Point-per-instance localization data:
※
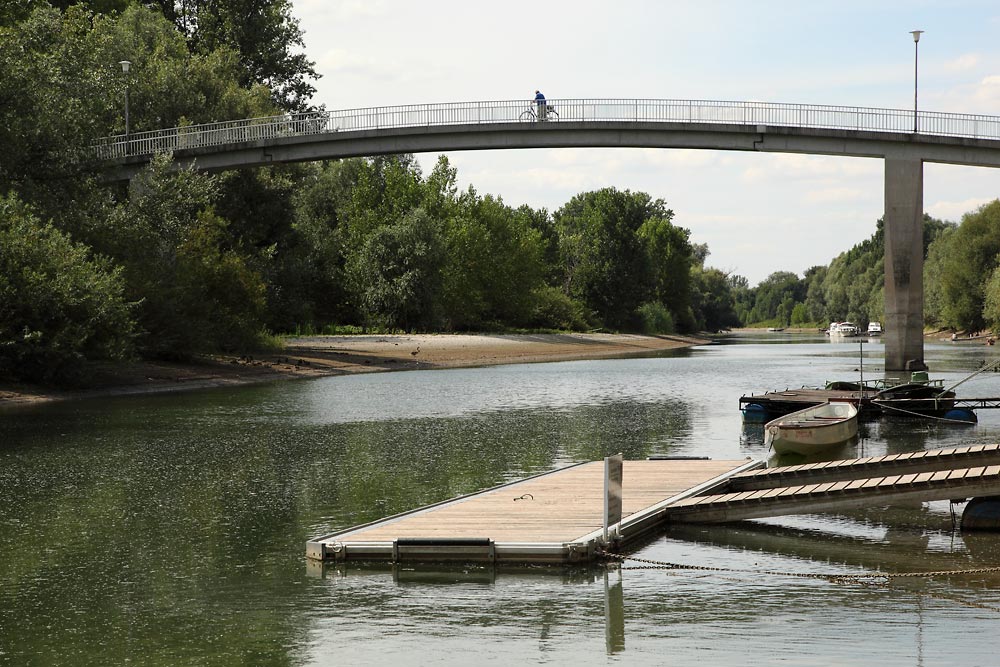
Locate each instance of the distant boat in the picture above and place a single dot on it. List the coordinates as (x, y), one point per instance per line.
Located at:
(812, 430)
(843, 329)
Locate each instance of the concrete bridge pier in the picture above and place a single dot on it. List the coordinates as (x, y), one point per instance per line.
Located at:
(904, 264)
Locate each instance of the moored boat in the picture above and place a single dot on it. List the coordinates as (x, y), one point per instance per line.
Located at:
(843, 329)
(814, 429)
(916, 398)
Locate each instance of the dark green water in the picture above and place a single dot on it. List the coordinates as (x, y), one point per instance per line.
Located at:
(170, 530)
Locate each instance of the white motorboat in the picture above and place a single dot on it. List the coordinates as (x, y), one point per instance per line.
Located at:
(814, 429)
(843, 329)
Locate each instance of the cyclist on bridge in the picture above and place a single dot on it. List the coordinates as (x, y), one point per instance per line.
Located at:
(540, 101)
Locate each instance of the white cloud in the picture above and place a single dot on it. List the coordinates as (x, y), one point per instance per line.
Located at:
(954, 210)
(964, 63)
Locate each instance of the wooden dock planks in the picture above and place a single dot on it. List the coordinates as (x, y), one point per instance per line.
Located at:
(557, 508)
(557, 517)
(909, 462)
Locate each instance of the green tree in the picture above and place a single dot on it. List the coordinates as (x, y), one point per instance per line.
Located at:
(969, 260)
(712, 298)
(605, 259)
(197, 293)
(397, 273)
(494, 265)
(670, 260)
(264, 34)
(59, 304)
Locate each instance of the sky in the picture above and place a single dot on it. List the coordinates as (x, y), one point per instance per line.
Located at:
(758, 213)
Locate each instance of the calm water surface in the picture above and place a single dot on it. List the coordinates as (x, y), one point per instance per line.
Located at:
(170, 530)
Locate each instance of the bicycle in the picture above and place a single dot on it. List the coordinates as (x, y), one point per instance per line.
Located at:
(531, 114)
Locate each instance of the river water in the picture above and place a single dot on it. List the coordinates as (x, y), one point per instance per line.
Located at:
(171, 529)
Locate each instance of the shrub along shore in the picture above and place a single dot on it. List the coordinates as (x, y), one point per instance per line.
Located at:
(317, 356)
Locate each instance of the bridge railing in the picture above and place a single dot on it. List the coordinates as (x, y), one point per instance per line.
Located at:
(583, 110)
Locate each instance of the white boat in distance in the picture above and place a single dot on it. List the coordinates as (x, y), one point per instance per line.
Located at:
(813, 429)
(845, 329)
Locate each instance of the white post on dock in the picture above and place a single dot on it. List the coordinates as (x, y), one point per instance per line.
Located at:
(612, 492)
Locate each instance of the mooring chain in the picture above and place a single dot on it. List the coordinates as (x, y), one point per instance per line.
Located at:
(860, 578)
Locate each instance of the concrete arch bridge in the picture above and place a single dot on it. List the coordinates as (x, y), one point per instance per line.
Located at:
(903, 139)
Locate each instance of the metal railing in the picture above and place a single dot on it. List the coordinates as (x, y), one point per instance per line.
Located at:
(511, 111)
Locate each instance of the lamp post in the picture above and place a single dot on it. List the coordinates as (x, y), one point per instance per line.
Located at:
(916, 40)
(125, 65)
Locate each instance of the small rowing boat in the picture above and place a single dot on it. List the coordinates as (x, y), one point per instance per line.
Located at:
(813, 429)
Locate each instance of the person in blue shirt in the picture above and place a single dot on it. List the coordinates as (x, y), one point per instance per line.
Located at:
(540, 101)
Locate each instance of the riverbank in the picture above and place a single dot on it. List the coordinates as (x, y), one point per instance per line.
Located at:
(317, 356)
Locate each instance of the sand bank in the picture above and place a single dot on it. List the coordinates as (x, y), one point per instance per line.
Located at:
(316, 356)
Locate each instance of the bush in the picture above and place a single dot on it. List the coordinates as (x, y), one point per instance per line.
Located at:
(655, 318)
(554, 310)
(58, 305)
※
ASSIGNMENT: Each entry above should be restated word for word, though no picture may appear in the copy.

EXERCISE SOLUTION:
Locate each instance of the distant boat in the picture above and place a single dot on it. List the coordinates as (x, y), one point per instance per line.
Located at:
(812, 430)
(843, 329)
Locate each instance of the concrete bridge pier in the picture above and place a single dot on it. List the coordinates as (x, y), one point per instance per line.
Located at:
(904, 264)
Locate each instance of the moored boat in the picture above and place a single dot on it. List the coordinates as (x, y), one point per instance per line.
Located at:
(843, 329)
(814, 429)
(916, 398)
Locate each instance of the dark green water in the picture above and place a single dot on it. List the coordinates as (x, y), one point per instance per line.
Located at:
(170, 530)
Locate each instance of the white motorboat in the picture above and place a single dot on it. List the coordinates as (x, y), one point per instance per line.
Located at:
(814, 429)
(843, 329)
Locate each instance of the cyclist on bridge in the picture above and place a single dot on it. List the coordinates as (x, y), one point per instance per line.
Located at:
(540, 101)
Locate each instance of the white cloud in the picture above and place a single dot on it. List the coordinates as (x, y), one point per instance per line.
Located at:
(954, 210)
(964, 63)
Locate each instance of the wooden dock planks in the picture above and place a single dot on it. List the coordinates as (x, y), one point per instance per line.
Located at:
(557, 508)
(557, 517)
(909, 462)
Locate each instance of the green tree in the picture above and place a single dot on it. List the coordinates as (x, y), one point per instance per line.
Located at:
(969, 260)
(712, 298)
(605, 259)
(197, 293)
(397, 273)
(494, 265)
(670, 260)
(264, 34)
(59, 304)
Locate each instance of the sky in the picture above and place a single dot on it. List the coordinates as (x, y), one point per instance per line.
Located at:
(758, 213)
Locate each instance of the calm water surface in the picture above and place a single dot on it. List the coordinates as (x, y), one point per instance per line.
Located at:
(170, 530)
Locate each instance of the bicycle in the picture above and place a single dot on it. List the coordinates as (x, y), one point per instance per line.
Located at:
(531, 114)
Locate each instance of the river water in the picture above and place a single dot on it. List the coordinates as (x, y), one point per instance per line.
Located at:
(171, 529)
Locate each instance of the shrub along shore in the picture above and place a single dot on it. List the coordinates as (x, y), one point per instance per line.
Located at:
(317, 356)
Locate each instance of the bridge railing in the picture above and place a single dot on it. List the coordinates as (x, y), one point per instance per line.
Located at:
(583, 110)
Locate each instance of the white boat in distance in the picture above and place a single dot on it. List the coordinates as (x, y), one point per instance per line.
Located at:
(813, 429)
(845, 329)
Locate each instance of the white post on dock in the picture above and place a single dot on it. List the coordinates as (x, y), one point per instance per line.
Located at:
(612, 492)
Locate each instance of the mooring chain in the picture above and place a single dot on it. List the coordinates as (x, y), one point per instance per line.
Located at:
(860, 578)
Locate each instance of the concrete arch bridge in the picture above and place a single dot on it. List the coordinates as (x, y), one point per instance per line.
Located at:
(903, 139)
Locate each instance of the metal railing in the picture above and place a single dot on it. List the coordinates as (x, y), one point per instance per line.
Located at:
(511, 111)
Locate each instance of the lamp post in the picture above and place a single dot on it. List the coordinates as (x, y), one point per instance per line.
Located at:
(916, 40)
(125, 65)
Locate each instance of the small rowing boat in the picture above and place a single dot on it. List the coordinates as (x, y), one point per instance per line.
Located at:
(813, 429)
Locate each instance of the person in blue shirt in the picture above and place a single dot on it. List the coordinates as (x, y), one point per instance per line.
Located at:
(540, 101)
Locate each instance of the riverbank in the picture above and place a single dot on it. List the coordinates as (x, y), one point per instance per line.
Located at:
(317, 356)
Locate each instance of the sand bank in the picture above and place a single dot on it. List the coordinates as (x, y), one point per instance per line.
Located at:
(316, 356)
Locate each instance of the bush in the picture above and place a single dot on it. List the coordinates as (x, y), one point per instance per line.
Located at:
(655, 318)
(554, 310)
(58, 305)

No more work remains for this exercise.